### Provided records
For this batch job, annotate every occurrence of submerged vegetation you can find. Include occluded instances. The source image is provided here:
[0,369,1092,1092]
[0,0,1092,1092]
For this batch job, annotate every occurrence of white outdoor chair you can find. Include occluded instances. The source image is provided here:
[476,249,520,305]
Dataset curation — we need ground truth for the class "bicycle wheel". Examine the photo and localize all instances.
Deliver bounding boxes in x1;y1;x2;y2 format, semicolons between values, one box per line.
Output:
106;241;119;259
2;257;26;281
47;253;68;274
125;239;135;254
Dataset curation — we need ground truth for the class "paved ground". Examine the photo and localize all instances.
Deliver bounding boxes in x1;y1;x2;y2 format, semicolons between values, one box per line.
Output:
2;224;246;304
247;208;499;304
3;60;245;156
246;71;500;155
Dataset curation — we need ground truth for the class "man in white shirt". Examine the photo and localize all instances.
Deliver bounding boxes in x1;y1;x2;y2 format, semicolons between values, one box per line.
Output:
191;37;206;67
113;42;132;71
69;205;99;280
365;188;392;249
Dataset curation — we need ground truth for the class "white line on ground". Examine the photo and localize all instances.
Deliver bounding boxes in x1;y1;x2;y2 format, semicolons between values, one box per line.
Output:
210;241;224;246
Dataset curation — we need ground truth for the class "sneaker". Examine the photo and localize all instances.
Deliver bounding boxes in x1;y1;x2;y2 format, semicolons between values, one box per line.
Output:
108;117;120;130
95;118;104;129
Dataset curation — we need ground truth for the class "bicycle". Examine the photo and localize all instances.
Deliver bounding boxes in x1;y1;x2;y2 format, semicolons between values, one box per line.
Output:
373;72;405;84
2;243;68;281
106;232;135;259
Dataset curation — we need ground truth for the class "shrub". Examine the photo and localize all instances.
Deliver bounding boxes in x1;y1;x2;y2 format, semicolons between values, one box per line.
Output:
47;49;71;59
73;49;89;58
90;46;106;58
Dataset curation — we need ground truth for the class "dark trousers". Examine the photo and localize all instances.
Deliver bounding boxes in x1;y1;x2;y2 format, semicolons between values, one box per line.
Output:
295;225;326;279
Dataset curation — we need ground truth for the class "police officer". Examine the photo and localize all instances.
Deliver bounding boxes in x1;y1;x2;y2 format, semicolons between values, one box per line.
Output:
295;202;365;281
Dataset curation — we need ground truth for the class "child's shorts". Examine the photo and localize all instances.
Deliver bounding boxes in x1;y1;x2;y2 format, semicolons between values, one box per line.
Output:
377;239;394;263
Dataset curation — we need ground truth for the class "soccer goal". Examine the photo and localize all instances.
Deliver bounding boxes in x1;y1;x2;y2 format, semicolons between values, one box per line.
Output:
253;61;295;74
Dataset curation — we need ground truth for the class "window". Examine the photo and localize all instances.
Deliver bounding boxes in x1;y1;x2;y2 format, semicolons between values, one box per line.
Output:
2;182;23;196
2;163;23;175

### Directions for this task
Please write out again the material above, from its first line through the line that contains "125;239;135;254", including both of those lines.

### Result
For this batch job, annotate every occurrence of submerged vegetation you can find. Include occluded instances. The source image is provided here:
[0,369,1092,1092]
[0,0,1092,1092]
For this batch job, annotate every occurrence of white outdoor chair you can find. Include occluded instances. The source image is provided here:
[476,249,520,305]
Dataset curation — we need ground truth for the class "bicycle wheel". Examine the photo and localize all instances.
Deliver bounding boxes in x1;y1;x2;y2 format, semicolons between values, one box per line.
Output:
106;241;119;259
2;257;26;281
47;253;68;274
125;239;135;254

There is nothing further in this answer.